-- GIVEN DATA follows --
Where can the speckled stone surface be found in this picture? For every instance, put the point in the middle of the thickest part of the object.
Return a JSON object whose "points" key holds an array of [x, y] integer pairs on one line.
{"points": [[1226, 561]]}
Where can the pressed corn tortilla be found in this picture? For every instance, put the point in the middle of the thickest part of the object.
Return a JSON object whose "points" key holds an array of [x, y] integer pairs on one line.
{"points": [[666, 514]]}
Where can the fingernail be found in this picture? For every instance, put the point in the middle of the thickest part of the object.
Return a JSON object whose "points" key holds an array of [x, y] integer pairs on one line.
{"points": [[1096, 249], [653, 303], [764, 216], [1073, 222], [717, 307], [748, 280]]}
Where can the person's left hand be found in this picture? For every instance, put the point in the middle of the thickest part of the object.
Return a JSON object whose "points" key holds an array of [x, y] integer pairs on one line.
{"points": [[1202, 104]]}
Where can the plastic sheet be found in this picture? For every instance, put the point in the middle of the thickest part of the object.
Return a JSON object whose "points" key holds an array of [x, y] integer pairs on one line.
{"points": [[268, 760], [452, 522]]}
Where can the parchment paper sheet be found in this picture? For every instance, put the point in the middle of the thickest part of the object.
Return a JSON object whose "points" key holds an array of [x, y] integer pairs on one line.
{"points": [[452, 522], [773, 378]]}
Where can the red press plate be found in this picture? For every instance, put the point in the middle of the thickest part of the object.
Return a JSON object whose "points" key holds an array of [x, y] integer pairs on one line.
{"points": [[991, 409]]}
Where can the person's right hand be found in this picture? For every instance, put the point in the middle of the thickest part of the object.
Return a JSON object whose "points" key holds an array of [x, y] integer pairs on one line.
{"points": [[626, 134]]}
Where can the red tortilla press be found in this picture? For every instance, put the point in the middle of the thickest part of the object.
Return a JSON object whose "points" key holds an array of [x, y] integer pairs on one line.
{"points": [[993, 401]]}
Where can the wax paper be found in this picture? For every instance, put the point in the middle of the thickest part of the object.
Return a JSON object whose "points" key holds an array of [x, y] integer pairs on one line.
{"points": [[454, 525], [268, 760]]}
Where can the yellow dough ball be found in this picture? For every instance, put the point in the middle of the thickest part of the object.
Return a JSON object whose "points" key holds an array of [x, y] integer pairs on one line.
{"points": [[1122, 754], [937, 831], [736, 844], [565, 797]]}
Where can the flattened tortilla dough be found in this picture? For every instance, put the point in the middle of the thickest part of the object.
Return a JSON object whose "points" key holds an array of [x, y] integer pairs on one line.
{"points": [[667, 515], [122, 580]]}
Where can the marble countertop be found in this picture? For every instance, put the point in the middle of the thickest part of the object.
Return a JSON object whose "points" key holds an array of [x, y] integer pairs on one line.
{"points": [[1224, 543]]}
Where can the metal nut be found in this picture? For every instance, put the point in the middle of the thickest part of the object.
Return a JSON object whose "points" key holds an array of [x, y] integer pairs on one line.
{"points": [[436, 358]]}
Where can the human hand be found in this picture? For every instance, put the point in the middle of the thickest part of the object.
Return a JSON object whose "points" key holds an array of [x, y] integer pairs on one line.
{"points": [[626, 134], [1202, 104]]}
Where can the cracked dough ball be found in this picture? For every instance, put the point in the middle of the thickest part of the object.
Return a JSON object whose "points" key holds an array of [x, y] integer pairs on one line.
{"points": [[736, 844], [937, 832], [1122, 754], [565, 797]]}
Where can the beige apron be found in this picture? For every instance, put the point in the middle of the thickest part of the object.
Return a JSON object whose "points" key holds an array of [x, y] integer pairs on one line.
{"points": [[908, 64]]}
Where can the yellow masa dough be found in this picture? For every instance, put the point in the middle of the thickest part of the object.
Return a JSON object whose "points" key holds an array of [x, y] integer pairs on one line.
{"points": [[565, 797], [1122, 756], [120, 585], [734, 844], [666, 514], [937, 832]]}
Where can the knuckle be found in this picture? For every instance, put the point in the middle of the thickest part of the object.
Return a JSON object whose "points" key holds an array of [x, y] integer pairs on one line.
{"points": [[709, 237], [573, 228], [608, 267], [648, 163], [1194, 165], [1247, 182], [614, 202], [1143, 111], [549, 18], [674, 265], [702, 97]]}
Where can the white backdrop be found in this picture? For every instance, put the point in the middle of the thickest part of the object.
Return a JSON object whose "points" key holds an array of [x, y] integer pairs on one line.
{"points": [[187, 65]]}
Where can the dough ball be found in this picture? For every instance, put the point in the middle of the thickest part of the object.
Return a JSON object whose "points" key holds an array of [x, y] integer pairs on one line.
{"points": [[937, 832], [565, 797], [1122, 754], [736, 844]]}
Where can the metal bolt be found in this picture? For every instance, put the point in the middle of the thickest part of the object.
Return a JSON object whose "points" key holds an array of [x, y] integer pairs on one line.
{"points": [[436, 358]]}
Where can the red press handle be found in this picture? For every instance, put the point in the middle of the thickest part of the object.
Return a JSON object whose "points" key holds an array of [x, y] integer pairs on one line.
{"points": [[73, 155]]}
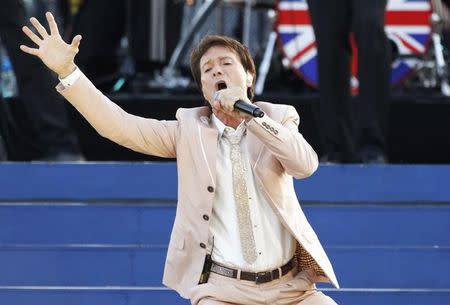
-- GIVEN DATA concluded --
# TASK INSTRUCTIONS
From the opening line of the data above, please print each line as written up to and including the line that contains "Where can the fingernail", and nothing more.

# WRITTEN ANSWER
Where can the speckled stone surface be found in this picture? For every instance, put the point in the middle of the thickest part of the object.
Return a JSON object whose "points" key holds an array of [x, y] integer pairs on one line.
{"points": [[1226, 561]]}
Where can the pressed corn tortilla be found in this picture? For every instance, put the point in the middle of the thickest part of the object.
Return a JSON object whose "points" key holds an array of [x, y] integer pairs on one line.
{"points": [[666, 514]]}
Where can the fingernail be found in this picture? For every instance, put the point in the middle of the thickest part of the object.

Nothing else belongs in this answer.